### DOCUMENT TEXT
Juneteenth: Supporting Mental Health Equity Every Day

Medically reviewed by Andrea Brant, LMHC
Updated May 15, 2024by BetterHelp Editorial Team

While the Juneteenth holiday comes once a year on June 19th and the surrounding weekend, mental health equity is a year-round cause. Learning more about this foundational holiday and how it illuminates the importance of racial equity in mental healthcare can be key to safeguarding yourself and your community.

Getty/Luis Alvarez

What is Juneteenth?

Juneteenth, officially known as Juneteenth National Independence Day and sometimes Freedom Day or Emancipation Day, is a holiday celebrated on June 19th to honor the emancipation of enslaved people in the United States. The holiday can be traced to Galveston, Texas, where approximately 2,000 troops arrived on June 19th, 1865, and announced the freedom of more than 250,000 enslaved Black people in Texas. 

Although President Abraham Lincoln signed the Emancipation Proclamation in 1863, many people remain enslaved in places still under Confederate control, including Galveston, Texas. It wasn’t until the end of the Civil War in 1865 that all slaves were freed. However, due to the slow spread of news and the remote locations of some enslaved people, not everyone was immediately freed or aware of Black liberation until later.

### ASSIGNMENT
Resume the Juneteenth article, picking up right after its last sentence.

### GIVEN INFORMATION
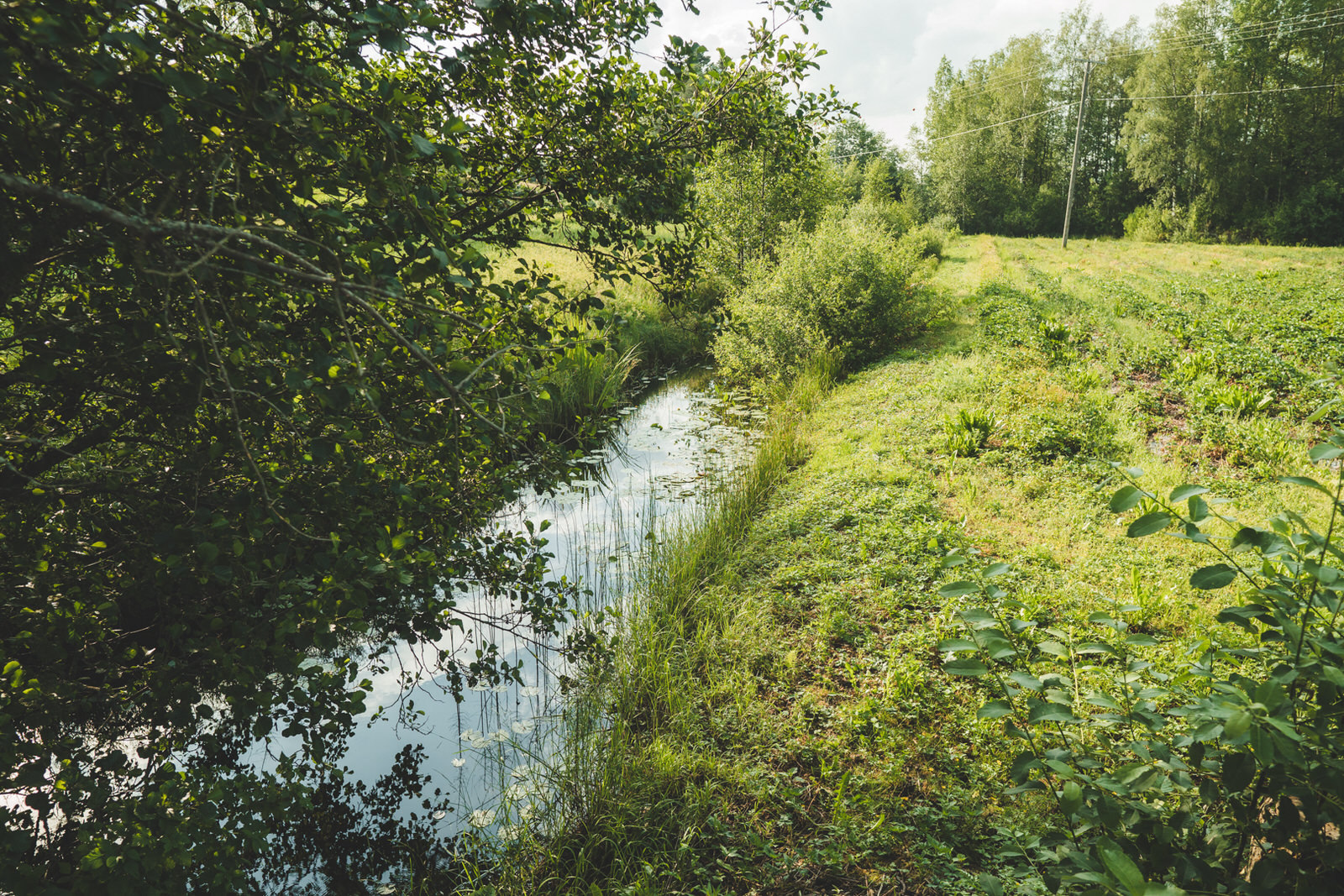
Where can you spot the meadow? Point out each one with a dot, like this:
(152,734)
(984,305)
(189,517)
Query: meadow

### YOUR RESPONSE
In 1980, Texas officially recognized Juneteenth as "Emancipation Day," a statewide holiday. Though many people have celebrated Juneteenth since 1866, many states did not recognize the holiday until President Joe Biden officially declared Juneteenth as a national holiday on June 17th, 2021. 

The national recognition of Juneteenth as a federal holiday follows an emotional and lengthy journey, heightened by the killing of George Floyd in 2020. Celebrators and supporters of the holiday have worked to raise awareness of this seminal summer day and to remind US citizens and international individuals of the day’s historical legacy and meaning. Juneteenth also relates to another event called Black History Month, which strives to celebrate the contributions and acknowledge the sacrifices made by Black and African Americans.

How is Juneteenth celebrated? 

People celebrate Juneteenth in various ways, and many families maintain longstanding traditions to honor the holiday and celebrate cultural pride. Some US states have parades, picnics, and gatherings with friends and family to play games, impart stories, and connect over food. You may also witness public readings, singing, church services, rodeos, contests, and concerts. 

Food often plays a role in Juneteenth celebrations regardless of the focal activity. Since 1866, the first year of Juneteenth celebrations, many families have passed down comfort foods and celebratory dishes to commemorate the day. 

Signature recipes include red velvet cake, strawberry soda, and barbecued or grilled meats. There’s actually a special emphasis on red food and red drinks during this celebration as well. However, individuals can also approach old favorites creatively or concoct new fare. According to journalist Toni Tipton-Martin, the point of the holiday is to celebrate and commemorate with food and festivities for families impacted. Food, family, and friends are all significant components of community mental health on Juneteenth and throughout the calendar year.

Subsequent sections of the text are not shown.